* _Problem statement_
Starting with the line that contains "point(14, 434)", copy every line through the end of the data below, exactly and with nothing added.

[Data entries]
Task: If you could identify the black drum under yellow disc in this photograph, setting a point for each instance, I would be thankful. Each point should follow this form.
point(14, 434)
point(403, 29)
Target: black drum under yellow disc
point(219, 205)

* _Expected output_
point(14, 434)
point(403, 29)
Target: black drum under yellow disc
point(219, 205)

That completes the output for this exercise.